◆ SOURCE:
"""

This is an archived snapshot of W3C's public bugzilla bug tracker, decommissioned in April 2019. Please see the home page for more details.

Bug 29608 - Fragment identifiers: fn:doc vs. fn:unparsed-text
Summary: Fragment identifiers: fn:doc vs. fn:unparsed-text
Status: CLOSED FIXED
Alias: None
Product: XPath / XQuery / XSLT
Classification: Unclassified
Component: Functions and Operators 3.1 (show other bugs)
Version: Candidate Recommendation
Hardware: PC Windows NT
: P2 normal
Target Milestone: ---
Assignee: Michael Kay
QA Contact: Mailing list for public feedback on specs from XSL and XML Query WGs
URL:
Whiteboard:
Keywords:
Depends on:
Blocks:
 
Reported: 2016-05-04 05:15 UTC by Christian Gruen
Modified: 2016-07-21 15:03 UTC (History)
1 user (show)

See Also:


Attachments

Description Christian Gruen 2016-05-04 05:15:13 UTC
I noticed that fragment identifiers are only allowed for fn:doc, but not for fn:unparsed-text. I assume there is a specific reason for that, but I could not find any hint in the XQFO specification. Would it be possible to add an explanatory phrase to one of the function definitions?
Comment 1 Michael Kay 2016-05-04 10:49:51 UTC
The semantics of a fragment identifier depend on the media type. There is a well-defined interpretation of fragment identifiers for application/xml, but I'm not aware of any for text/plain. Am I mistaken?
Comment 2 Christian Gruen 2016-05-04 11:03:52 UTC
> Am I mistaken?

I don’t think so. It was mostly my knowledge gap (and my vague assumption that others could have similar gaps) that led to this question. With the well-defined interpretation, do you refer to the XPointer working draft?
Comment 3 Abel Braaksma 2016-05-08 19:46:09 UTC
The fragment identifier is defined with the MIME type of a document and may depend on the serving application.

W3C says this:
(https://www.w3.org/DesignIssues/Fragment.html)
"The significance of the fragment identifier is a function of the MIME type of the object.[...]The fragment ID spec for a new MIME type should  be part of the MIME type registration process."

And RFC-3986 says: "The fragment's format and resolution is [..] dependent on the media type [RFC2046] of a potentially retrieved representation. [..] Fragment identifier semantics are independent of the URI scheme and thus cannot be redefined by scheme specifications."

Here are some examples of such MIME types:

- RFC-5147 defines fragment ids for text/plain through "char" and "line"
- RFC-7111 defines it for text/csv for "col" and "row"
- RFC-3778 defines it for application/pdf (page no, section, ref etc)
- W3C has a Recommendation for Media Fragments: https://www.w3.org/TR/media-frags/
- Some languages support package download (like Python) and add the MD5 hash as a fragment identifier to the URI, which then either retrieves the whole document or an error (if the MD5 does not match). This could well be used with any resource.
- This same MD5 check, or a length-check is also part of RFC-5147.

"""

◆ STATED TASK A:
Pick out every line of the records that contains the word "video", matching case exactly.
The records below aren't connected to the bug report in any way.

◆ SUPPLIED INFORMATION:
"""

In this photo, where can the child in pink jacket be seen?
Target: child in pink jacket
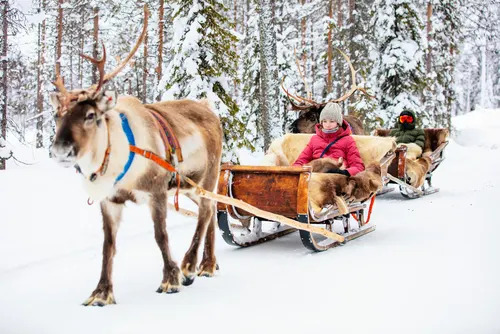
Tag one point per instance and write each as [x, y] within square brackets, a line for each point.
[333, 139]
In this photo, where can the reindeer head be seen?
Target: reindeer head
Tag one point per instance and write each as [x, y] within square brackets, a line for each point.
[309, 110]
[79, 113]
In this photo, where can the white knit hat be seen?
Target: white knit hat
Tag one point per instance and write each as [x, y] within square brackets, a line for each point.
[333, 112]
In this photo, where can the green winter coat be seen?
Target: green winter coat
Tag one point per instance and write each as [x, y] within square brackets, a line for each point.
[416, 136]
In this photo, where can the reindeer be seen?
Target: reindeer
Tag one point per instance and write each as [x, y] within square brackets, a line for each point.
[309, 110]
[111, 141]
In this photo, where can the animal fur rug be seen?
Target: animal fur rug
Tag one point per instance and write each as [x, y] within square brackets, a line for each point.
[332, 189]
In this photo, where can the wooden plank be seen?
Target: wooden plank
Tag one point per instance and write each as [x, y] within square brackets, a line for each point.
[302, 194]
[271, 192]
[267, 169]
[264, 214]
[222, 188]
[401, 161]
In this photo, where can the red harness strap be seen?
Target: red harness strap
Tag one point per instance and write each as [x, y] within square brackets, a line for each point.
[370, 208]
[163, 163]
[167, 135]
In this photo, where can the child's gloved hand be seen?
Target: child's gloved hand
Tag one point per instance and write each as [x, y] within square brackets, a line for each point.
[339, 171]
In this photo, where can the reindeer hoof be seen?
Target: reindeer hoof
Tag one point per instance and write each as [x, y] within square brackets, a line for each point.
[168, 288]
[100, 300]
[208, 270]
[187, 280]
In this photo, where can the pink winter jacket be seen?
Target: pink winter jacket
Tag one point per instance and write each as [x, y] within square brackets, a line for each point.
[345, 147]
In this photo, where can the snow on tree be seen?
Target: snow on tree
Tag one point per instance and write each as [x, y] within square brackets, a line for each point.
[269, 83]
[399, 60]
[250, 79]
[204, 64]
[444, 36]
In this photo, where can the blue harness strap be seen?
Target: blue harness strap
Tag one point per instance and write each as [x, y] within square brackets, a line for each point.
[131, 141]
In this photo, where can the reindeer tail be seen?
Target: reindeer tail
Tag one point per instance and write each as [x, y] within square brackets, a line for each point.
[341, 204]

"""
"""

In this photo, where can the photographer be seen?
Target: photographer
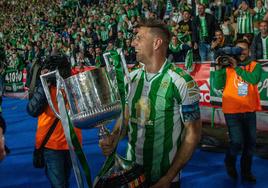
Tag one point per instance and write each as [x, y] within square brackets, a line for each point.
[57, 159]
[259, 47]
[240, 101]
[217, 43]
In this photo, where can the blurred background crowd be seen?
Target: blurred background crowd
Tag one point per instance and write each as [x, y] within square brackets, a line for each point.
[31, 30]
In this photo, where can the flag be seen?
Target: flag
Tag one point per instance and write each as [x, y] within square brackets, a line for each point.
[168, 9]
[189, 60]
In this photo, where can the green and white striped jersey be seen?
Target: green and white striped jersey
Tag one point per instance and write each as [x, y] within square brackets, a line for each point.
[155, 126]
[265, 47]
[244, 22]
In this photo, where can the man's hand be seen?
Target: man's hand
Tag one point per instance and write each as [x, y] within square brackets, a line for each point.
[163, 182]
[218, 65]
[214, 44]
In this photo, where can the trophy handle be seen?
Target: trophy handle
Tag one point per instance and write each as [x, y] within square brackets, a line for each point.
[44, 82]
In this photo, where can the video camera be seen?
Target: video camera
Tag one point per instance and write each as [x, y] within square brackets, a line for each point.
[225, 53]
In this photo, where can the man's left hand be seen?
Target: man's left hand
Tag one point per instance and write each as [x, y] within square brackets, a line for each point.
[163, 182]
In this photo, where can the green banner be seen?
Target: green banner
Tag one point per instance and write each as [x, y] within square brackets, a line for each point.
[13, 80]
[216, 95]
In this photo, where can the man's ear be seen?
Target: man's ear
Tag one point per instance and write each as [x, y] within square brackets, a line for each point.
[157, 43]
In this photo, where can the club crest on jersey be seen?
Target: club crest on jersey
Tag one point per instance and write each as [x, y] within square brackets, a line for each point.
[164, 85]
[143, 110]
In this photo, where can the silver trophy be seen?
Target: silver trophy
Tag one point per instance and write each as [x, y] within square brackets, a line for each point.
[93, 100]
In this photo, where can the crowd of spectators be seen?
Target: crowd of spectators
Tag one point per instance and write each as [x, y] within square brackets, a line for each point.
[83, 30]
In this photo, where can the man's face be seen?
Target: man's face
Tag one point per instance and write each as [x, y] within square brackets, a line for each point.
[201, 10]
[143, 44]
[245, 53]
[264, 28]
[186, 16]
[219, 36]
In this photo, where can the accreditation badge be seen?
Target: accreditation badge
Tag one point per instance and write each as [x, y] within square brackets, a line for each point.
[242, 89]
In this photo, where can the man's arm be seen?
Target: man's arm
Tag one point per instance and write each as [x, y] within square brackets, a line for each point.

"""

◆ STATED TASK B:
In the bug report, which RFC defines fragment identifiers for text/csv?

◆ RIGHT ANSWER A:
In this photo, where can the video camera be seen?
Target: video camera

◆ RIGHT ANSWER B:
RFC-7111